» PROBLEMS TO WORK ON
(1) In the text on sequencing workflows for differential expression, which workflows identified DE reference sequences that the other workflows did not detect, and how many did each identify?
(2) According to the text on sequencing workflows for differential expression, which kind of workflow outperforms tag-based workflows when only an incomplete reference sequence is available?

(TEXT FOR ANALYSIS begins)

The Illumina mRNA-Seq workflow was the least sensitive to gene reference sequence completeness, and identified the greatest number of reference sequences with DE. In this study the tag-based protocols (Helicos DGE and SOLiD SAGE) detected DE for about half as many reference sequences. When only the subset of reference sequences that unambiguously include the 3′-most NlaIII site were considered, congruence across platforms was much greater and they all identified a similar set of genes with DE.
Each workflow identified a set of DE reference sequences which the other workflows did not detect (, Illumina mRNA-Seq: 117, SOLiD SAGE: 95, Helicos DGE: 59). We found that different workflows generate different distributions of mapped reads across reference sequences, with SOLiD having fewer reads than the other platforms for genes with low expression (). This could explain some of these residual differences in the ability to detect DE. Possible other sources of incongruence could include sequence composition effects leading to lower or higher counts on a particular platform, for example those caused by random hexamer biases 
There are at least two important implications of the sensitivity to reference completeness that we identify here. First, as the completeness of gene reference sequences improves, differences between workflows in the ability to detect DE will decrease. Second, when only an incomplete reference sequence is available, mRNA-Seq outperforms tag-based workflows. It is important to note that the decision between tag-based and mRNA-Seq workflows is not a decision between sequencing platforms, as mRNA-Seq sample preparation protocols are available for Illumina, SOLiD, Helicos, and other platforms.
Sequence composition, completeness, and length are properties of the gene reference, and will therefore have the same impact on all samples that are mapped to that reference. However, these reference-specific properties will complicate intergene comparisons, including comparisons between different genes in the same species and orthologs in different species. These challenges apply to some of the most intuitively appealing investigations of the evolution of gene expression, such as the evolution of expression of a gene in a particular tissue across a phylogeny.

(TEXT FOR ANALYSIS ends)
(PROVIDED MATERIAL begins)

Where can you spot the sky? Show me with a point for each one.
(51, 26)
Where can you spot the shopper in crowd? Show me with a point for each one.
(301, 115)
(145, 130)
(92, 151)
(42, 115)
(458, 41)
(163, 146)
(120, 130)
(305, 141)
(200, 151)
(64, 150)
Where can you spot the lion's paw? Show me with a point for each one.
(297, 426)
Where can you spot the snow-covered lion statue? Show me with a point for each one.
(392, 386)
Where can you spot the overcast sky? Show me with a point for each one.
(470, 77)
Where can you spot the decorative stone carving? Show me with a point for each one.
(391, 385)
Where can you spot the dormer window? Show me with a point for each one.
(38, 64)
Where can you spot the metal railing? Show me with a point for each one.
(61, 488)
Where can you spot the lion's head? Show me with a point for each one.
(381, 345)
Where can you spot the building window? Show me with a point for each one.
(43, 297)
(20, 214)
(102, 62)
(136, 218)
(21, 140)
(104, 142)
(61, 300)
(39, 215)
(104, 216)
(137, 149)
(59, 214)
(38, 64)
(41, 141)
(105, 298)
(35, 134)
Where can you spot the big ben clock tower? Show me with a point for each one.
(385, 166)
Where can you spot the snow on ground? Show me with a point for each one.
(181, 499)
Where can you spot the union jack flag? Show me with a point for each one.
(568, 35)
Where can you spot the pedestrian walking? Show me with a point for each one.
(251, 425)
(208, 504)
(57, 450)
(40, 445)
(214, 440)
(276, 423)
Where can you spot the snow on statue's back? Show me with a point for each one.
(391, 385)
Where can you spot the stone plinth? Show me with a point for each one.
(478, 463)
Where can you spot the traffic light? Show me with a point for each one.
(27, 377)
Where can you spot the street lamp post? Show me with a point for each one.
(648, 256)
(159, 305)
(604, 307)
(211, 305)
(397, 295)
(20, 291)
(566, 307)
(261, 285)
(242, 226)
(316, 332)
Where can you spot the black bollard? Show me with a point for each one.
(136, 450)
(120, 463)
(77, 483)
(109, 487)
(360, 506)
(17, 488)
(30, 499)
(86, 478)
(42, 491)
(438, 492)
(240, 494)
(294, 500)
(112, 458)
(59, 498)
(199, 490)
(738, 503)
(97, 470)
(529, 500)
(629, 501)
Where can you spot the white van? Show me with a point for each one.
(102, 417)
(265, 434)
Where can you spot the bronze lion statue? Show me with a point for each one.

(PROVIDED MATERIAL ends)

» SOLUTIONS BELOW
(1)
Illumina mRNA-Seq: 117
SOLiD SAGE: 95
Helicos DGE: 59

(2) mRNA-Seq